In the immigration update below, what are all the refugee resettlement limits, from the one before President Trump took office to the one set for fiscal year 2021?

:: Document excerpt ::
⟨

Humanitarian Immigration

Changes to the 287 (G) Program by ICE

Section 287(g) allows the DHS and law enforcement agencies to make agreements, which require the state and local officers to receive training and work under the supervision of U.S. Immigration and Customs Enforcement. Recently, ICE renewed seventy-five 287(g) agreements around the country with revised MOUs (Memorandum of Agreement).[3] Some of the changes will have a significant impact on how 287(g) operates. ICE also made other more administrative changes to the MOUs and related procedures, including changes to reduce requirements and qualifications for designated 287(g) officers, eliminating details on required training and background checks, and getting rid of the requirement that individual officers make a 2-year commitment, allowing LEAs more flexibility to move officers in and out of the 287(g) program. ICE also took on payment responsibility for the travel and expenses of local officers during the training program.

[3] Source: Immigrant Legal Resource Center, ICE has changed the standard language for 287(g) agreements. This resource highlights and explains the most significant changes and provides a line by line comparison of old and new contracts.

EOIR Professional Conduct Rule

On September 30, 2020, a proposed rule was published by EOIR, called Professional Conduct for Practitioners – Rules and Procedures, and Representation and Appearances. The proposed regulation change is in response to the settlement reached in NWIRP v. Barr. This rule distinguishes between “representative practice” and “non-representative practice,” with EOIR allowing the latter for limited legal representation. As part of “non-representative practice,” this rule would allow practitioners to assist immigrants in EOIR proceedings with the drafting, writing or filing of applications, petitions, motions, briefs, appeal notices and other documents in proceedings before EOIR as long as the nature of the assistance is disclosed on an amended Form EOIR-27 or EOIR-28. The rule would require both legal practitioners assisting an immigrant without full representation and non-legal personnel who assist in completing forms, transcribing or translating to file an amended Form E-27 or E-28 to disclose the nature of their assistance. Public Comments on this proposed rule are due by Oct. 30, 2020.

Presidential Proposed Changes to Refugees Admission

The Trump administration announced its decision to set the refugee resettlement limit for fiscal year 2021 at 15,000. This continues the trend of the limit being reduced each year of the administration: starting from 110,000 before President Trump took office, to 54,000, to 45,000, to 18,000, and now to 15,000. The administration failed to consult with Congress regarding the limit, and failed to officially announce its determination in a timely manner.

Condemning unwanted, unnecessary medical procedures on individuals without their full, informed consent

The health and welfare of immigrants in the custody of ICE, who are currently detained at the Irwin County Detention Center (ICDC), operated by LaSalle Corrections, are horrific as the reports of mass hysterectomies which are performed on detained women in the facility, without their full, informed consent have been reported. One detained immigrant reported that she knew “five women who had hysterectomies within a three-month period between October and December, 2019”. This woman likened the facility to an “experimental concentration camp”. The reports of mass hysterectomies cause grave concern for the violation of the bodily autonomy and reproductive rights of detained people. Everyone, regardless of their immigration status, their language, or their incarceration deserves to control their own reproductive choices, and make informed choices about their bodies. A bipartisan vote of H. Res 1153 – “Condemning unwanted, unnecessary medical procedures on individuals without their full, informed consent” in the House of Representatives, can be seen as a start for holding authorities responsible for the woefully lack of medical care to the detainees over the past few years. The Committee on Oversight and Reform and the Committee on Homeland Security launched a joint investigation into whistleblower allegations detailing medical neglect, unsanitary conditions, and abuse at the Immigration and Customs Enforcement (ICE) Irwin County Detention Center in Georgia.

⟩

:: Information supplied ::
⟨

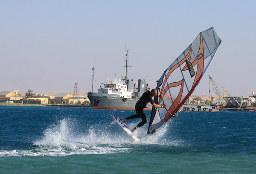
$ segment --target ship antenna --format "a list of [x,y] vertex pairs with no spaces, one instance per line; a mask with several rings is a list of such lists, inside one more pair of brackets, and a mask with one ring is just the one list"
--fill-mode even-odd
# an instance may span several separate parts
[[93,67],[93,73],[92,74],[92,75],[93,76],[93,79],[92,79],[92,81],[93,82],[93,85],[92,86],[92,93],[93,92],[93,81],[94,81],[94,67]]
[[128,78],[128,72],[127,72],[127,68],[128,67],[131,67],[130,66],[129,66],[128,64],[128,52],[130,51],[130,50],[128,50],[127,49],[127,48],[125,47],[125,51],[126,52],[126,54],[125,56],[126,56],[126,60],[125,61],[126,62],[126,64],[125,65],[125,67],[125,67],[125,84],[127,84],[127,78]]

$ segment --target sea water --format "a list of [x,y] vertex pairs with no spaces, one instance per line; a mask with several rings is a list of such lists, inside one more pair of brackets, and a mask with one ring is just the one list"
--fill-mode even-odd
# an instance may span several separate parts
[[0,173],[256,173],[254,112],[182,112],[139,142],[110,124],[134,113],[0,106]]

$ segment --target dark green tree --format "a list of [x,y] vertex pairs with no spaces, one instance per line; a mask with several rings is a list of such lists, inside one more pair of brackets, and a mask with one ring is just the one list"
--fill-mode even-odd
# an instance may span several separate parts
[[25,95],[25,98],[28,98],[29,99],[30,99],[30,97],[34,97],[35,94],[32,93],[33,90],[28,90]]

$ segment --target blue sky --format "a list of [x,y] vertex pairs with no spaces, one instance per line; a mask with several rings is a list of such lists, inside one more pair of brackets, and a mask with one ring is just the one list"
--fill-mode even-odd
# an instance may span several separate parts
[[[178,1],[178,2],[177,2]],[[0,90],[94,92],[125,74],[155,87],[201,31],[222,42],[193,94],[208,95],[208,75],[232,96],[256,93],[256,1],[0,0]],[[219,88],[222,93],[223,90]],[[215,95],[211,87],[211,95]]]

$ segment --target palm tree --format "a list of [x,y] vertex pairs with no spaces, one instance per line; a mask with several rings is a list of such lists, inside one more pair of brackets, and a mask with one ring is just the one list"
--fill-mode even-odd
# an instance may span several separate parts
[[25,98],[28,98],[29,99],[30,99],[30,97],[34,97],[34,93],[32,93],[33,90],[28,90],[28,91],[26,93]]

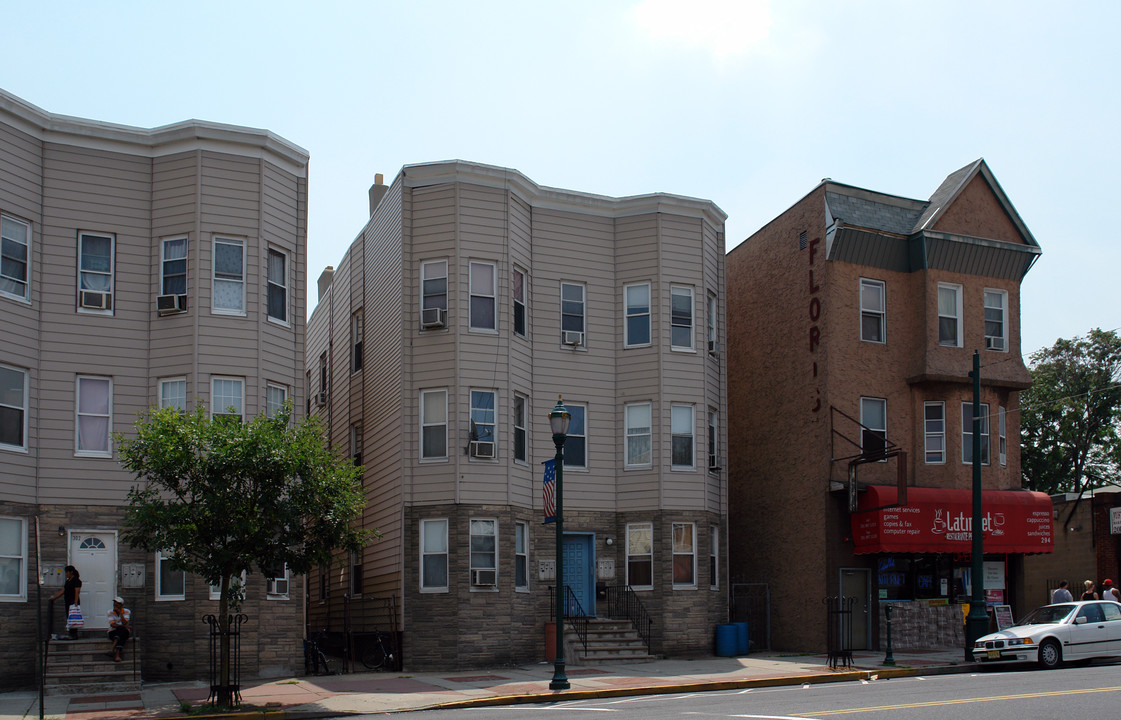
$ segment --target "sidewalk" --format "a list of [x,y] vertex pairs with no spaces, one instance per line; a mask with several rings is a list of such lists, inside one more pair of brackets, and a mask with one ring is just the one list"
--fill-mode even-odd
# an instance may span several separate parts
[[[247,683],[241,717],[316,718],[348,713],[392,712],[429,708],[463,708],[548,702],[670,692],[703,692],[803,683],[887,680],[910,675],[966,672],[974,667],[961,648],[895,653],[895,667],[883,666],[883,653],[853,654],[854,667],[830,668],[825,655],[752,653],[743,657],[663,659],[652,663],[569,665],[571,690],[550,691],[553,665],[444,673],[354,673],[300,676]],[[146,684],[138,693],[54,695],[44,702],[45,717],[66,720],[110,718],[182,718],[183,702],[201,705],[209,689],[200,682]],[[38,718],[33,691],[0,693],[0,720]],[[262,712],[263,711],[263,712]],[[194,714],[192,720],[206,716]]]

⟩

:: Written solution ::
110,000; 54,000; 45,000; 18,000; 15,000